→ **Given information**
________________________

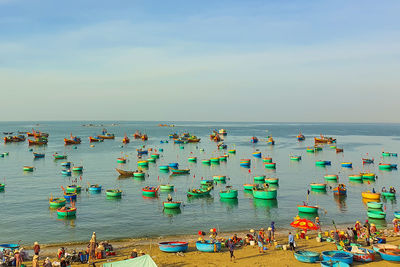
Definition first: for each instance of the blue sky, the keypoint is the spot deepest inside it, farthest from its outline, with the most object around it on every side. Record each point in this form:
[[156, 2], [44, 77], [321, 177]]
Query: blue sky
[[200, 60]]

________________________

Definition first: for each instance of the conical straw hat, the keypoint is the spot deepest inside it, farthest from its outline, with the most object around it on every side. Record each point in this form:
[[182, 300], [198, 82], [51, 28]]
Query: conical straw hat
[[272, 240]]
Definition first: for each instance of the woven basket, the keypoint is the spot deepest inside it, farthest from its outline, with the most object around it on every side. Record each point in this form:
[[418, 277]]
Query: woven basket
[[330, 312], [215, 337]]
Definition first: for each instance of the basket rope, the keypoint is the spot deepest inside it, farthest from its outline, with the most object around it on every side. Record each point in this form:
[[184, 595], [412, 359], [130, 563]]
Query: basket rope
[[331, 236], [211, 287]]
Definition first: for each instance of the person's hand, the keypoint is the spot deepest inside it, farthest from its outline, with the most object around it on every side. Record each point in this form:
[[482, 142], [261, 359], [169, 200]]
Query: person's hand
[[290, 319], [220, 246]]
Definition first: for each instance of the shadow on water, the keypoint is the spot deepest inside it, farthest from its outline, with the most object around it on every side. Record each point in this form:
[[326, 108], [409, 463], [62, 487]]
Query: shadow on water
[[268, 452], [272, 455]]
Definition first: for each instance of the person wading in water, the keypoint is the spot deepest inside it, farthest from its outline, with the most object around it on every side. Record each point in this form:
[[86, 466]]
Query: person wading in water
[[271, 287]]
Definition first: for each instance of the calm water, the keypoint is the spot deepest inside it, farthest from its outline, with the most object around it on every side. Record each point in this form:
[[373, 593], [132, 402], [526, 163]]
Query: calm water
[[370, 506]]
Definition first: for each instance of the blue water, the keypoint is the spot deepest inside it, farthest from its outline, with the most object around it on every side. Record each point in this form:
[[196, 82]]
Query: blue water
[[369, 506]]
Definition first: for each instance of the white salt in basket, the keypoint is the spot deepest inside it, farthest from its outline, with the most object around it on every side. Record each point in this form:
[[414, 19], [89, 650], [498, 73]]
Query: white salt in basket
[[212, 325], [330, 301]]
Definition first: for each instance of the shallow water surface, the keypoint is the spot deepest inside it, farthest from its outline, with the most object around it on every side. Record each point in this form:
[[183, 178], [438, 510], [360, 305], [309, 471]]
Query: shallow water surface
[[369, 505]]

________________________

Reproduce only the records from the line containing "Definition first: for each instance of the person wading" through the line containing "[[369, 505]]", both lines included, switching "keypoint" to "target point" and leaving everything else unchanged.

Definition first: for each instance of the person wading in water, the target point is the spot deepest inside it, farthest from its outline, with the most object around it on every side. Record each point in this form:
[[86, 466]]
Query: person wading in water
[[271, 287]]
Definition first: for each instance of the calm water, the target point is the spot deepest inside it, farthest from its outline, with the most object around it on every side. Record each point in this form:
[[373, 593], [132, 402], [526, 163]]
Query: calm water
[[370, 506]]
Definition first: for each instance of the blue water, the target point is the spot deepest inside it, farthest from its outline, with the most object around it on every side. Record each point in this form:
[[196, 82]]
Query: blue water
[[369, 506]]
Definition first: for each instance of the white salt in basket, the target point is the spot deepest inside it, farthest from its outline, with the most object around it on every side. Record each point in this form:
[[414, 19], [89, 650], [498, 73]]
Query: white salt in basket
[[212, 325], [330, 301]]
Definition first: for each instance of the shallow water surface, the target point is the spot deepest inside it, farthest from its outline, with the most object around it on every side. Record each point in this form:
[[183, 178], [438, 510], [360, 305], [309, 471]]
Query: shallow water surface
[[369, 505]]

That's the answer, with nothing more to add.